+++ TEXTO DE ESTUDO +++

No domingo (16), Lula afirmou que os EUA e a Europa prolongam a guerra, numa referência velada ao envio de armamentos a Kiev. "Putin não toma a iniciativa de parar. [Volodimir] Zelenski não toma a iniciativa de parar. A Europa e os EUA continuam contribuindo para a continuação desta guerra", disse.

No dia seguinte, os EUA reagiram de maneira dura por meio do porta-voz do Conselho de Segurança Nacional, John Kirby, em conversa por telefone com jornalistas. "É profundamente problemático como o Brasil abordou essa questão de forma substancial e retórica, sugerindo que os Estados Unidos e a Europa de alguma forma não estão interessados na paz ou que compartilhamos a responsabilidade pela guerra. Francamente, neste caso, o Brasil está repetindo a propaganda da Rússia sem olhar para os fatos", disse.

Nesta terça, as reações foram mais comedidas, mas as críticas persistiram. Brian Nichols, secretário-assistente do Departamento de Estado para o Hemisfério Ocidental, afirmou que espera que o governo brasileiro tenha pedido cessar-fogo ao chanceler russo, Serguei Lavrov, que está em visita ao Brasil.

+++ DADOS FORNECIDOS +++

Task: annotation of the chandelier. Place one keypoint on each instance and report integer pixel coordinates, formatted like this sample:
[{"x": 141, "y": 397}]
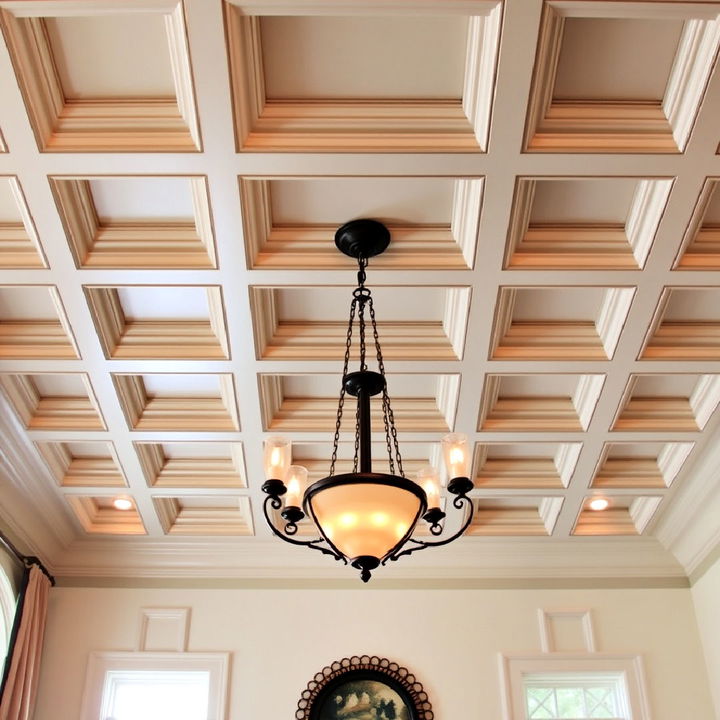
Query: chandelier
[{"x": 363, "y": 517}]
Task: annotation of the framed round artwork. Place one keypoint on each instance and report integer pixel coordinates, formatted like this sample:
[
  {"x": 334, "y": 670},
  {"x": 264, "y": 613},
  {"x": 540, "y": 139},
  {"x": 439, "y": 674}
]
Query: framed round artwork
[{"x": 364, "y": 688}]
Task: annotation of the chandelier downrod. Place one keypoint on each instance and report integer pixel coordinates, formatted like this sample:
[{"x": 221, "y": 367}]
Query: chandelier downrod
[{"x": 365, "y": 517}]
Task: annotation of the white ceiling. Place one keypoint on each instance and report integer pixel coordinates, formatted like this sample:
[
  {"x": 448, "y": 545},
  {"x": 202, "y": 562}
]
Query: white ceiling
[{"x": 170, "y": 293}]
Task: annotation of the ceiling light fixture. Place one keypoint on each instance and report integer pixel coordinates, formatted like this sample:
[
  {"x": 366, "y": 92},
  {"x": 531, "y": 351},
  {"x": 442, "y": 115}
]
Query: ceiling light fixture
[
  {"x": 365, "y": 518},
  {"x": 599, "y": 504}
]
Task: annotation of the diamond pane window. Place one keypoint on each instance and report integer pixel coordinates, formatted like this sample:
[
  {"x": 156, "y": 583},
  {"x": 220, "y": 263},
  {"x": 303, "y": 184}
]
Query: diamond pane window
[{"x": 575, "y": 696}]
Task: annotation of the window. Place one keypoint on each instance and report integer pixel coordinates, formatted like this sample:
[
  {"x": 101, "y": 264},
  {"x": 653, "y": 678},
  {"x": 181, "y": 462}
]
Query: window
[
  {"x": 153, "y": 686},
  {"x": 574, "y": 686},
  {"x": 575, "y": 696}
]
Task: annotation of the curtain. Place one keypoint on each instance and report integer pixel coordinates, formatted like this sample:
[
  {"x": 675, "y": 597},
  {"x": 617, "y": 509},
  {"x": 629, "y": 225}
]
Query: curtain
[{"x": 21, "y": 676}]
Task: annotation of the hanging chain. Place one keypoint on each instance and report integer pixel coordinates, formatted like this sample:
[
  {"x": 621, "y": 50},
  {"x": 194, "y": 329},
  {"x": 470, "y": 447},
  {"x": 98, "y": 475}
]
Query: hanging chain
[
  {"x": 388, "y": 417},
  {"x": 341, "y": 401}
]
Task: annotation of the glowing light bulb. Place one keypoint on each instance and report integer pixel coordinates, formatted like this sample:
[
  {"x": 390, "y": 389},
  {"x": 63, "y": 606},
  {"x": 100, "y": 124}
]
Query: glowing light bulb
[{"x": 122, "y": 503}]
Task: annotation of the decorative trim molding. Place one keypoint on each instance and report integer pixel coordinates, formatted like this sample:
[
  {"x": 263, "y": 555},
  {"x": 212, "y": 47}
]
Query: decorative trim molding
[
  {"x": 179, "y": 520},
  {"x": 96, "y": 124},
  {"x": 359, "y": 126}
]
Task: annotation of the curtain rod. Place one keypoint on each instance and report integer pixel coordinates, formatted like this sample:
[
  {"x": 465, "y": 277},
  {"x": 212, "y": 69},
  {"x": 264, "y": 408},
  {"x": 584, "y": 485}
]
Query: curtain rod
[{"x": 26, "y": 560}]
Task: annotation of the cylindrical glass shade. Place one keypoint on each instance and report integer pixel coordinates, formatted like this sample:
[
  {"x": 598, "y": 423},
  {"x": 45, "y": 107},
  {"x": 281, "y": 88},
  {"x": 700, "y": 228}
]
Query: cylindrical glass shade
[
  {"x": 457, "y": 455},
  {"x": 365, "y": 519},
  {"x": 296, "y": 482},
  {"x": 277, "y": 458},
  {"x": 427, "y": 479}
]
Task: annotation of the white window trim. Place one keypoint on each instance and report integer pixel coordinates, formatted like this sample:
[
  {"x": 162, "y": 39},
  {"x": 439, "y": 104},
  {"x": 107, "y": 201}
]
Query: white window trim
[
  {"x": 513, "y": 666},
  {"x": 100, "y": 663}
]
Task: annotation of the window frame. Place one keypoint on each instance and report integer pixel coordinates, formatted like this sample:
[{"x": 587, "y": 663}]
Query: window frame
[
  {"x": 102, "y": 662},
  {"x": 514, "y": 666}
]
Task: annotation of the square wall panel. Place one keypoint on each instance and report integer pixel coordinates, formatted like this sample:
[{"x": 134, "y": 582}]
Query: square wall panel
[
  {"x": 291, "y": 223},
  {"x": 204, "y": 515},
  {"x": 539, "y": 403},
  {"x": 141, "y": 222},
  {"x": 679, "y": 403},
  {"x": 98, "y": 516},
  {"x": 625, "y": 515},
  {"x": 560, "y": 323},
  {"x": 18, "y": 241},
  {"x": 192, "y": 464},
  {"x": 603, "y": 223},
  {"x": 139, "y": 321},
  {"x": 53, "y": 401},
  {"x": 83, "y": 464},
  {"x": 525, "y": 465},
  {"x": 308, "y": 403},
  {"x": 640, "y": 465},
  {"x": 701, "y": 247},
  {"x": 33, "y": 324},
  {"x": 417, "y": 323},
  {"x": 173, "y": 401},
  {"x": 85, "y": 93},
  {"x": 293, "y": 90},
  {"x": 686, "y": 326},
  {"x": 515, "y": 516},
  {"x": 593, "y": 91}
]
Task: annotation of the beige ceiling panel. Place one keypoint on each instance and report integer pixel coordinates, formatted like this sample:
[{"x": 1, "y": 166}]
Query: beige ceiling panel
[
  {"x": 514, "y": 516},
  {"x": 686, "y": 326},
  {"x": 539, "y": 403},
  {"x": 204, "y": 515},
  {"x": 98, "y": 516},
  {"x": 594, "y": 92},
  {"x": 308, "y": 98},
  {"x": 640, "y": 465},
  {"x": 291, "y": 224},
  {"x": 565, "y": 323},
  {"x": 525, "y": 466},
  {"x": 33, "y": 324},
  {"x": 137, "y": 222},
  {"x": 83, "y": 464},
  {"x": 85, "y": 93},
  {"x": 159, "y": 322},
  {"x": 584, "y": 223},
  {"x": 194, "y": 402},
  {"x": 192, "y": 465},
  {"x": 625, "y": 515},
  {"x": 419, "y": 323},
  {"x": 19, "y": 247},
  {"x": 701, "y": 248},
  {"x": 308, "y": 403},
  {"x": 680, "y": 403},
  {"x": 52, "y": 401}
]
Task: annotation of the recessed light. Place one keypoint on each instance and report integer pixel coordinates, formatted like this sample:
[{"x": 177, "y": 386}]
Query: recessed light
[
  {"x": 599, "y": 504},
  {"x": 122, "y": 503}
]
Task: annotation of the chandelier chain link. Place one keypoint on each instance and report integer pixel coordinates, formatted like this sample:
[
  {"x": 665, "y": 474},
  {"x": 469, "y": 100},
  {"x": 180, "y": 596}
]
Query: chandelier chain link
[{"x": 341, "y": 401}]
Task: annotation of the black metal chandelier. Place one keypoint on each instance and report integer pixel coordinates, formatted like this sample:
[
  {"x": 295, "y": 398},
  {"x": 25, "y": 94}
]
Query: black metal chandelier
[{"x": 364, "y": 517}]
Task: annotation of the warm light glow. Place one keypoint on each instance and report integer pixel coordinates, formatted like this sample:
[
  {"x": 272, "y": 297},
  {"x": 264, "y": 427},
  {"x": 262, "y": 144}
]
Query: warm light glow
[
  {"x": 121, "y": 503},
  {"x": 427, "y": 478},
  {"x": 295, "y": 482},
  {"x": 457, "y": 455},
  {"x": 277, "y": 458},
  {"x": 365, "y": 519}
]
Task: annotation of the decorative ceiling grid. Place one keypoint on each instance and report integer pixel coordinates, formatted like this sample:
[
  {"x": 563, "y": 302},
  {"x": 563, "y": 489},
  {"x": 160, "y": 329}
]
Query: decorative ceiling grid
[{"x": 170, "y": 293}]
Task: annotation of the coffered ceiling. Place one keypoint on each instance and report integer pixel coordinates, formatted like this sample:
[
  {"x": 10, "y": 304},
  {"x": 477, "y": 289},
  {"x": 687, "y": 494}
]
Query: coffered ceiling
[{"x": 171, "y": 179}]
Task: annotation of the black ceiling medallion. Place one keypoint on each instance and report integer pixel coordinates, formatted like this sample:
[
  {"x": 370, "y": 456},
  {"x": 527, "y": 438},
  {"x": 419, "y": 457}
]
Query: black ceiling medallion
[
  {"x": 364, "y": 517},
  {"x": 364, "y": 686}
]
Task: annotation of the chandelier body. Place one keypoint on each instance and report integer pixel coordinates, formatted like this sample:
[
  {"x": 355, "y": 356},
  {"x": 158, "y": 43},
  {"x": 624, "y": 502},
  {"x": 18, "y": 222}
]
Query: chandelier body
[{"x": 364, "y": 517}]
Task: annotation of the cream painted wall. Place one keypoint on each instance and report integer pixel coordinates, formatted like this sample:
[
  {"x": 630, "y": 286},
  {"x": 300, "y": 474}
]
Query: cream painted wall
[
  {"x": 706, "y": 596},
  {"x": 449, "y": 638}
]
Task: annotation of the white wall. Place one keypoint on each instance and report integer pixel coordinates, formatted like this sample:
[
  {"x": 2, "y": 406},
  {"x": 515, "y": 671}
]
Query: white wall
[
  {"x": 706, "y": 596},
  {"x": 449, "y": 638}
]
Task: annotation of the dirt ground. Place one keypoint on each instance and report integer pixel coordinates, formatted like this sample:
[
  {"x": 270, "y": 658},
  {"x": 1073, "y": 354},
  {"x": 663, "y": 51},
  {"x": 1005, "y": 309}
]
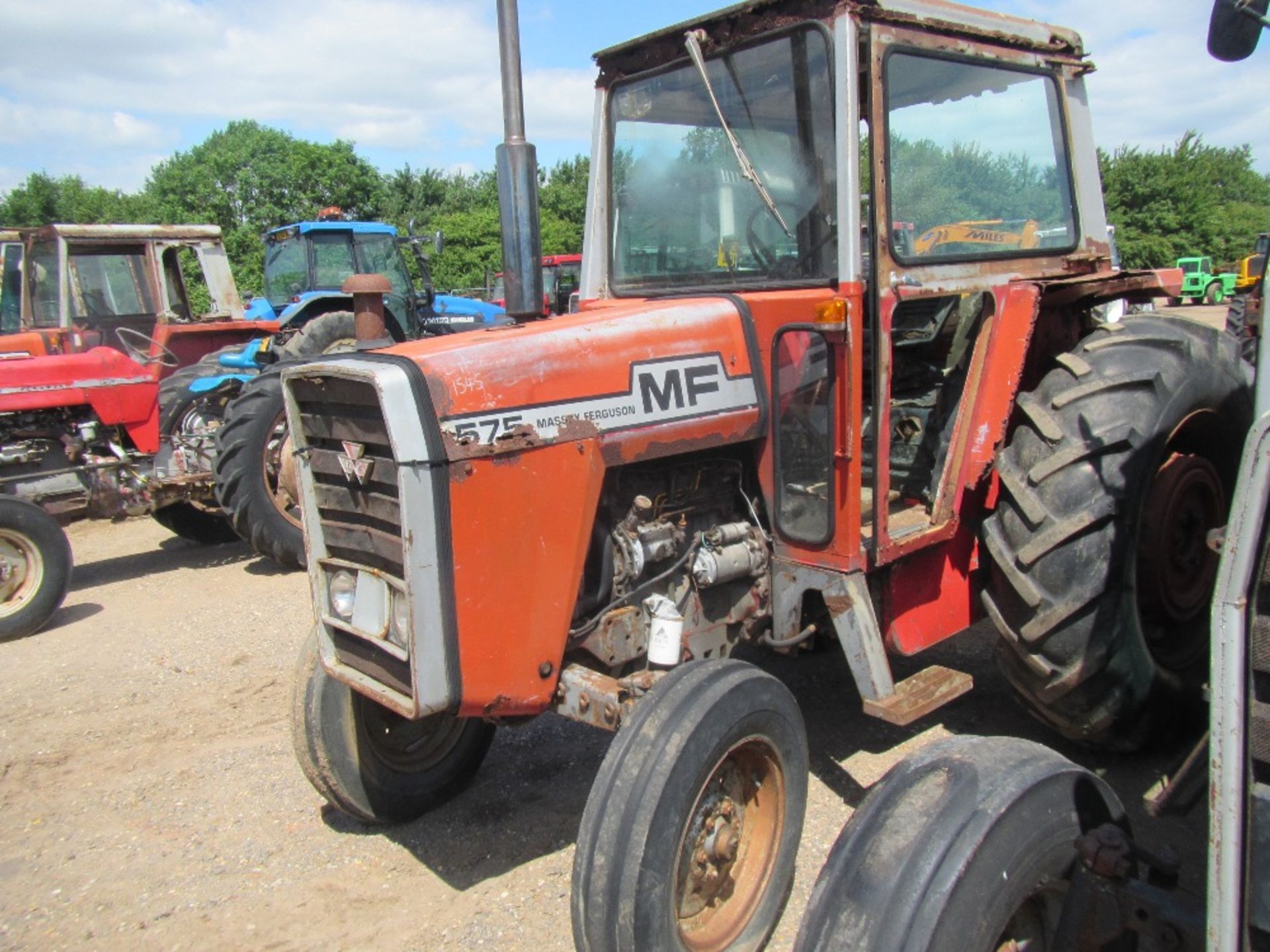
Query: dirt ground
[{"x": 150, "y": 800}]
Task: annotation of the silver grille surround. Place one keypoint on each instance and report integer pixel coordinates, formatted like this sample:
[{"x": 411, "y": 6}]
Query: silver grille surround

+++

REQUISITOS DA TAREFA: Transcreva literalmente o trecho do texto de estudo que vai de "Nesta terça, as" até "visita ao Brasil.", inclusive.

RESPOSTA ESCRITA:
Nesta terça, as reações foram mais comedidas, mas as críticas persistiram. Brian Nichols, secretário-assistente do Departamento de Estado para o Hemisfério Ocidental, afirmou que espera que o governo brasileiro tenha pedido cessar-fogo ao chanceler russo, Serguei Lavrov, que está em visita ao Brasil.